Requirements
• 1. In the forum post about flushing a water heater with solar panels, what could the poster shut off to keep water from draining out of the panels?
• 2. List every step of the flush procedure given in the forum post about flushing a water heater with solar panels.
• 3. For each statement, answer yes or no according to the forum post about flushing a water heater with solar panels, and quote the words that decide it. (a) The poster would rather do the flush at night. (b) The procedure repeats draining and refilling until the water runs clear. (c) The poster knows how to bleed air out of the panels after flushing.

Page excerpt
+++++

# How to flush water heater that has solar panels



## Homerepairguy (Aug 1, 2010)

Want to flush our water heater that has solar panels attached. Procedure I want to use for the flush is:

1. Turn off electricity. Turn off cold water to heater and open a hot water faucet.
2. Drain heater completely.
3. Turn on cold water to fill heater about half way to loosen sediment.
4. Repeat steps 2-3 until water runs clear.

My questions deal with the solar panels. When I drain the heater, the water from the solar panels will drain out. I could prevent that by shutting off the two ball valves that are in the lines to/from the solar panels. But if I do the flush during the day, I'm afraid of the thermal expansion issues in the closed loop to the panels. (I prefer not to do the flush at night if possible.)

I would like to just let the water drain out of the solar panels but then I don't know the procedure to bleed the air out of the panels after the flushing is complete.

+++++

Data supplied

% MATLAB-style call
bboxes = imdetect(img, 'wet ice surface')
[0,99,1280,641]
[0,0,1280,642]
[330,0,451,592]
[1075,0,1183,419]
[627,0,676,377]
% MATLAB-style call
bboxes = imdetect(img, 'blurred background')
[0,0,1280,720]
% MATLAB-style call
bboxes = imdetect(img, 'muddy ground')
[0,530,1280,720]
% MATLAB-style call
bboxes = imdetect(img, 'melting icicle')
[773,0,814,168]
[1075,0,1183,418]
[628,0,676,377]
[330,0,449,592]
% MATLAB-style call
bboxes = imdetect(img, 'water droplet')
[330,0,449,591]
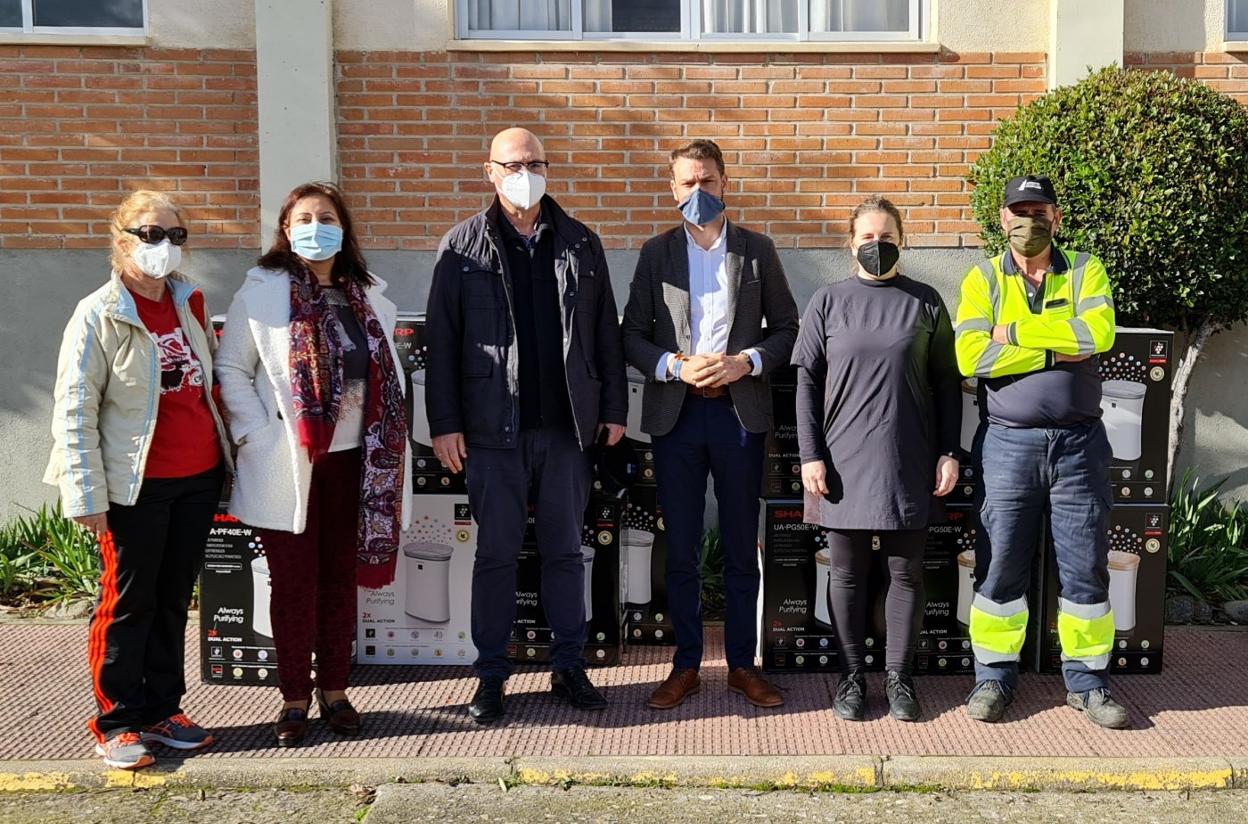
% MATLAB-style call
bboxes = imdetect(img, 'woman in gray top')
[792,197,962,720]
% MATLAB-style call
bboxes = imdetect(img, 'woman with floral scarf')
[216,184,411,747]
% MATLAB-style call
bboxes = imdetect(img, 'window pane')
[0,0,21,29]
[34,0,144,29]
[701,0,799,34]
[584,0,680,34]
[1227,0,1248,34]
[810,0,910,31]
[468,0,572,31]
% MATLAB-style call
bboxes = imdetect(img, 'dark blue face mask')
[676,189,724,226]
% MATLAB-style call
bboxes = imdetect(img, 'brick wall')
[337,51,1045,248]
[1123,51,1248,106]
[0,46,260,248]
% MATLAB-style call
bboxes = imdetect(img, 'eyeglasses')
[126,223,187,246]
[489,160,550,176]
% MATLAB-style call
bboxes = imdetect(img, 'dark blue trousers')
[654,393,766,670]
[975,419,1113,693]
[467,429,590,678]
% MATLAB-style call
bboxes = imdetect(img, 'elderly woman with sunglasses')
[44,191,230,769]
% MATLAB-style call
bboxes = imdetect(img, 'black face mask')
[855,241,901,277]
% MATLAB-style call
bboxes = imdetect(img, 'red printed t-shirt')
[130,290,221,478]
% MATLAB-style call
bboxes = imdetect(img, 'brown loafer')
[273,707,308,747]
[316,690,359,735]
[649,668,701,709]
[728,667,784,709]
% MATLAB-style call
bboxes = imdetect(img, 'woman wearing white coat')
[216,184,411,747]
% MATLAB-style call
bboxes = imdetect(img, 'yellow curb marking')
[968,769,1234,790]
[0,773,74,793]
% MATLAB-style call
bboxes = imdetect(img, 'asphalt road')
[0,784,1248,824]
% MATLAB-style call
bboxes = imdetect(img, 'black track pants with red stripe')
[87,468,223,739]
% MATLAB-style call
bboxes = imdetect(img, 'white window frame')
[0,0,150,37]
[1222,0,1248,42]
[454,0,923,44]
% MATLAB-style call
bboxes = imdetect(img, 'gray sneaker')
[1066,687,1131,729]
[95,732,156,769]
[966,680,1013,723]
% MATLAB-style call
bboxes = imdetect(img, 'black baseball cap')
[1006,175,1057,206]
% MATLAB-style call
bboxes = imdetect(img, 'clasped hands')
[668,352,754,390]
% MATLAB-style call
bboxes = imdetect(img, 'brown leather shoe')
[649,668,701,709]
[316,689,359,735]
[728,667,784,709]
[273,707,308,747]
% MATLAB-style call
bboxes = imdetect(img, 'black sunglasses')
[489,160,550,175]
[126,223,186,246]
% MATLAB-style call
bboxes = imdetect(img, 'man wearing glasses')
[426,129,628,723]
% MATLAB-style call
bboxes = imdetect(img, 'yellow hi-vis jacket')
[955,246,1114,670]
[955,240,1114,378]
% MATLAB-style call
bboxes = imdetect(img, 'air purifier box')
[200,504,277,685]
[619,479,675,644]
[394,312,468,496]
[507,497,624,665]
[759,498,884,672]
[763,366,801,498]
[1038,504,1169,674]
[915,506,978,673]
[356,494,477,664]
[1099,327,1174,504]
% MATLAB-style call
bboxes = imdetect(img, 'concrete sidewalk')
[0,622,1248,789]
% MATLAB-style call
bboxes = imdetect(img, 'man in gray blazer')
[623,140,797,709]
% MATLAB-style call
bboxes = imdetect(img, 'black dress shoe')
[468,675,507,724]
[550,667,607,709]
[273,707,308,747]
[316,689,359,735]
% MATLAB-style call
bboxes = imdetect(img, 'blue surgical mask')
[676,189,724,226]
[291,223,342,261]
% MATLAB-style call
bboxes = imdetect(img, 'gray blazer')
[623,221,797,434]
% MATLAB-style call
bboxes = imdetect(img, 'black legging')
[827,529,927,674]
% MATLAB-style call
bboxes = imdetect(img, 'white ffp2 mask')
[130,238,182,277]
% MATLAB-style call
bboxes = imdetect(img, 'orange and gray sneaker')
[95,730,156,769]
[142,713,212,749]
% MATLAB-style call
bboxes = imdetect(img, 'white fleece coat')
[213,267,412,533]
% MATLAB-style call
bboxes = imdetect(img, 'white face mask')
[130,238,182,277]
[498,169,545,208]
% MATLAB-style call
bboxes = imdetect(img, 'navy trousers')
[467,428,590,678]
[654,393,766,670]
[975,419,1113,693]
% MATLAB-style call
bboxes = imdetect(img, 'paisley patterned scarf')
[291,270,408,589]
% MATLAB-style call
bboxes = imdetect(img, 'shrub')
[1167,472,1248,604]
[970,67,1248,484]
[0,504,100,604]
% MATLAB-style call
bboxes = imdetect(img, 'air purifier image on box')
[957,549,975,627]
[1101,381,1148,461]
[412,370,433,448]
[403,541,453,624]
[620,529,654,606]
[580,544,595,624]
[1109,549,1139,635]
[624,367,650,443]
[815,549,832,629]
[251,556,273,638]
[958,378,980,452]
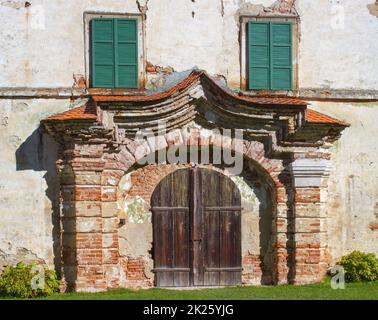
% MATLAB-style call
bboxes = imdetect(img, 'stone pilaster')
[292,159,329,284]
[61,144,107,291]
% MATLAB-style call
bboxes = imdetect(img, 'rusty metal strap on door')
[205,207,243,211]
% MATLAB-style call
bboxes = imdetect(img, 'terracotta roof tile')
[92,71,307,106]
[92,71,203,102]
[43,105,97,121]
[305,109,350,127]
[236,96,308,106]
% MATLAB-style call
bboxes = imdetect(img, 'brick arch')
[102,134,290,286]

+++++

Written responses
• 1. The two ball valves in the lines to and from the solar panels.

• 2.
1. Turn off electricity, turn off cold water to the heater, and open a hot water faucet.
2. Drain the heater completely.
3. Turn on cold water to fill the heater about half way to loosen sediment.
4. Repeat steps 2-3 until the water runs clear.

• 3.
(a) No: "I prefer not to do the flush at night if possible."
(b) Yes: "Repeat steps 2-3 until water runs clear."
(c) No: "I don't know the procedure to bleed the air out of the panels after the flushing is complete."